Collect every line in the entries below that contains the word "long", and copy each of those lines in full.

— Start —

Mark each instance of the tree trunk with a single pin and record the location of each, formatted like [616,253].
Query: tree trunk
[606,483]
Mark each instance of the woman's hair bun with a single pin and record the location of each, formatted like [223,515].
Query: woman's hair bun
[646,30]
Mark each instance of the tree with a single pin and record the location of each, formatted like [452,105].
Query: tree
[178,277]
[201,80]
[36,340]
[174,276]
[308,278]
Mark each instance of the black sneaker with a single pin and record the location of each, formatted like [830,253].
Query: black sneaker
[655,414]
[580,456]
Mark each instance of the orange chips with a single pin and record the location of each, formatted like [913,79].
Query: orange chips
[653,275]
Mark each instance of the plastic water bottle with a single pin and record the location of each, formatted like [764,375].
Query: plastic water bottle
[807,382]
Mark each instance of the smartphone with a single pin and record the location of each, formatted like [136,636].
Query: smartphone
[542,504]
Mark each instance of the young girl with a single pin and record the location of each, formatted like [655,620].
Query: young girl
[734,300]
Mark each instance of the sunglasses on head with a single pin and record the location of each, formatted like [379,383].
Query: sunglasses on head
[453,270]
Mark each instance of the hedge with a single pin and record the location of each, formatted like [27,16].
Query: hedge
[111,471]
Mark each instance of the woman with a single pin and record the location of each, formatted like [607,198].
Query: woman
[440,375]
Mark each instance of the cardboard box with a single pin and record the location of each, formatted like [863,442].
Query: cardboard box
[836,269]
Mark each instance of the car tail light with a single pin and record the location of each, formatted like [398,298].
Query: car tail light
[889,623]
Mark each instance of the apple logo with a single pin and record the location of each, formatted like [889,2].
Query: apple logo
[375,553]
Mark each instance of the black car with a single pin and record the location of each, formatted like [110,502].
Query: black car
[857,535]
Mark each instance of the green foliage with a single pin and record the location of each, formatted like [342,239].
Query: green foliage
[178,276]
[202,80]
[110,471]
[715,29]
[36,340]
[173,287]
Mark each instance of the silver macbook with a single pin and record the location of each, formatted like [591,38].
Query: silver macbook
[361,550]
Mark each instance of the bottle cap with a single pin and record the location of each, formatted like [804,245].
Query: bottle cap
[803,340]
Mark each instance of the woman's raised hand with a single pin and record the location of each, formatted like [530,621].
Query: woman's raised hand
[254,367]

— End —
— Start —

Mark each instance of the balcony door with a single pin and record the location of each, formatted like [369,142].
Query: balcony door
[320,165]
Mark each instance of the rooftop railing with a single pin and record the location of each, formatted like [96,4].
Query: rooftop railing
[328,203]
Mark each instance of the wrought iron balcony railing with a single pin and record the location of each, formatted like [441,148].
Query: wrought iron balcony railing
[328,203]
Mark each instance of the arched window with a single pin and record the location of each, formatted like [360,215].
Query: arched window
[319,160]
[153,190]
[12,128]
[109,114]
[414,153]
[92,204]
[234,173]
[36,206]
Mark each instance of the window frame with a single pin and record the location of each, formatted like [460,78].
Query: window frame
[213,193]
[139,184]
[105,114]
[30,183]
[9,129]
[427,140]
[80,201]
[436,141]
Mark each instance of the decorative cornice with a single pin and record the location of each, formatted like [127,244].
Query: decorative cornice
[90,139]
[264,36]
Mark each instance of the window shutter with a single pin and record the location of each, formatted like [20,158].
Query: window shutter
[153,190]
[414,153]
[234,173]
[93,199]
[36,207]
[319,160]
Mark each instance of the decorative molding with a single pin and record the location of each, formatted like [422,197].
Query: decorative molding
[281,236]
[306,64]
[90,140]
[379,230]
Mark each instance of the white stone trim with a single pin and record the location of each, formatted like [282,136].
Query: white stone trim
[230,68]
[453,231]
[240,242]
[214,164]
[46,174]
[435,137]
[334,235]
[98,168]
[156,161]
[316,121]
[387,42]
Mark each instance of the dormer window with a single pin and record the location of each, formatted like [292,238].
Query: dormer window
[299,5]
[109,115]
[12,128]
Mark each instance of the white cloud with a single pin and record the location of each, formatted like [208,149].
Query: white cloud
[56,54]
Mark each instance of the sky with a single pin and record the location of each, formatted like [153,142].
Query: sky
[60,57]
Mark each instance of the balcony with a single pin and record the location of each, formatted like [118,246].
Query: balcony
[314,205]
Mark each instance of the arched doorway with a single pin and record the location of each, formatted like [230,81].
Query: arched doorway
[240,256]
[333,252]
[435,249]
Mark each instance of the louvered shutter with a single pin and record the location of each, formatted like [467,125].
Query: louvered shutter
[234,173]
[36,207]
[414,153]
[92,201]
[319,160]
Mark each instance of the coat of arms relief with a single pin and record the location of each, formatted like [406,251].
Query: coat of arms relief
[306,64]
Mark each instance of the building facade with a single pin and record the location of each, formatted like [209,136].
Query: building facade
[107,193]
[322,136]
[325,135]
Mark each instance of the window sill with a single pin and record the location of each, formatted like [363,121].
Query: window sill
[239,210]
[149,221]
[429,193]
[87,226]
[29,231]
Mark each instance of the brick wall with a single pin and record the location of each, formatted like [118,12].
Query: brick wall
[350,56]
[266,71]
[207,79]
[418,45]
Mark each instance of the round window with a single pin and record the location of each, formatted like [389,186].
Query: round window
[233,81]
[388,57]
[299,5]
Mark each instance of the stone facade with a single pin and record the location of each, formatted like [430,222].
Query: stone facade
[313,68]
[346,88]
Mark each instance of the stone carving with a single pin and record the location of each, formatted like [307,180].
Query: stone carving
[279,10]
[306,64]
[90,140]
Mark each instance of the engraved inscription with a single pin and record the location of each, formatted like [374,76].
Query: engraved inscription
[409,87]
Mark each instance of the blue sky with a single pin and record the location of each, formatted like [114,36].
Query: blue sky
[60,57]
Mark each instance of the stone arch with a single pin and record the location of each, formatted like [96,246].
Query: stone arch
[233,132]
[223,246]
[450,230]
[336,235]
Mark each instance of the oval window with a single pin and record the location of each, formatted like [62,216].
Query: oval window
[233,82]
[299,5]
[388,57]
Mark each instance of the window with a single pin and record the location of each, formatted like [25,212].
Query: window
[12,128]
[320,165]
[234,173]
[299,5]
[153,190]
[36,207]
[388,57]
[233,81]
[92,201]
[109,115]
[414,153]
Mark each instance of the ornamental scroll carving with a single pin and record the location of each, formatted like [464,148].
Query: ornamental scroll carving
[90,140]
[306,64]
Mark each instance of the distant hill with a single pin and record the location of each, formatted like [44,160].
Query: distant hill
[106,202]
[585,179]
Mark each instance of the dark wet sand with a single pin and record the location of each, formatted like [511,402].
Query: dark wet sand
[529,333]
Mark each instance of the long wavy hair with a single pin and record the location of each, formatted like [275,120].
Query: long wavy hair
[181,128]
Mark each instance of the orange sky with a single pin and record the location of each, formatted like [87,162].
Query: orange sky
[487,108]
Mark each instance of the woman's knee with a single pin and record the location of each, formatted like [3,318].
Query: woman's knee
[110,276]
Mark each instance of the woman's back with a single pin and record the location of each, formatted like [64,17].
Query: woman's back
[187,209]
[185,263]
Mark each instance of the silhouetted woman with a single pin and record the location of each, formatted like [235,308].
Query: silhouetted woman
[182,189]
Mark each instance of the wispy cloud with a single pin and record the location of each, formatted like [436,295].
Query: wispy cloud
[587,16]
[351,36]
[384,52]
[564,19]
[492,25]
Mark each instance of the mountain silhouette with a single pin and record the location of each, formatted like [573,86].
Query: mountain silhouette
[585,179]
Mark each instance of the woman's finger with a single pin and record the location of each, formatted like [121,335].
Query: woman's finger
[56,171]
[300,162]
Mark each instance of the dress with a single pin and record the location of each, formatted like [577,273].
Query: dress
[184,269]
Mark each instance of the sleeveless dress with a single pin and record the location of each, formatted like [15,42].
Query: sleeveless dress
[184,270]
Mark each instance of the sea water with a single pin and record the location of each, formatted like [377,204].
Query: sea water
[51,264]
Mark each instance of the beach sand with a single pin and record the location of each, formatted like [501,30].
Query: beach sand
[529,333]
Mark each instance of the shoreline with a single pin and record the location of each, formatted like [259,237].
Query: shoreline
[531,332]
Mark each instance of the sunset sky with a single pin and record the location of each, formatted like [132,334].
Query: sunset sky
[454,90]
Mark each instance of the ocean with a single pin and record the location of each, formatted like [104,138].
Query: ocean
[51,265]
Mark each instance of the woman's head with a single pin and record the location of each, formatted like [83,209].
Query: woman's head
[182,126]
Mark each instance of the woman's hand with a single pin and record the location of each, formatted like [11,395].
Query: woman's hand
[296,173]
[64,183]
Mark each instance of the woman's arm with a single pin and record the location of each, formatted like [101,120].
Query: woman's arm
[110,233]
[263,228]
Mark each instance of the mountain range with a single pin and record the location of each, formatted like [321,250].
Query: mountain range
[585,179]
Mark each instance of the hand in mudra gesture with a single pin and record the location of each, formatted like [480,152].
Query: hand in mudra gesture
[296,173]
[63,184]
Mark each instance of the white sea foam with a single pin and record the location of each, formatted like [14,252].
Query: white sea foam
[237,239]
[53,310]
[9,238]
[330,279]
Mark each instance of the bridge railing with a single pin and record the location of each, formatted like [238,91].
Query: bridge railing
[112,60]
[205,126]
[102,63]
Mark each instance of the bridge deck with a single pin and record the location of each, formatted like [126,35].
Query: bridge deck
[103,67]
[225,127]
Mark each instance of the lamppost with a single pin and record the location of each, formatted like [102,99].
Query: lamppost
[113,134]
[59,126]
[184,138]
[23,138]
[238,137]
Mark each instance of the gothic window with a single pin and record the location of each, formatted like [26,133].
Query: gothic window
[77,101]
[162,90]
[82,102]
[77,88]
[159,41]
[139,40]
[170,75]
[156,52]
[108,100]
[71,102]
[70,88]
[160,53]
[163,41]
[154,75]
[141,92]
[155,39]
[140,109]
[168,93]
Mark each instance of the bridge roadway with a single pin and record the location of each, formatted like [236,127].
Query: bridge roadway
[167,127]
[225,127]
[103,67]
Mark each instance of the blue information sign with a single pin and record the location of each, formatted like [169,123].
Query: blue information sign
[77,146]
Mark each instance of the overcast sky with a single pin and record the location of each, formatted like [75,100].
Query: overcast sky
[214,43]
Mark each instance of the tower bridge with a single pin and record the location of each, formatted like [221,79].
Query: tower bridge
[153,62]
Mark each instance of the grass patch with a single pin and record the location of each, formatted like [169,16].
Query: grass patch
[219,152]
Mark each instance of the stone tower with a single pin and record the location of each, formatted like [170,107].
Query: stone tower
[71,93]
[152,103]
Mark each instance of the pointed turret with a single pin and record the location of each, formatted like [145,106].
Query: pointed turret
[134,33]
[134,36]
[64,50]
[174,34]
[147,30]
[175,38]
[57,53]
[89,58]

— End —

Problem solution:
Mark each instance of the long wavy hair with a single pin and record the location of each, formatted like [275,120].
Query: long wavy hair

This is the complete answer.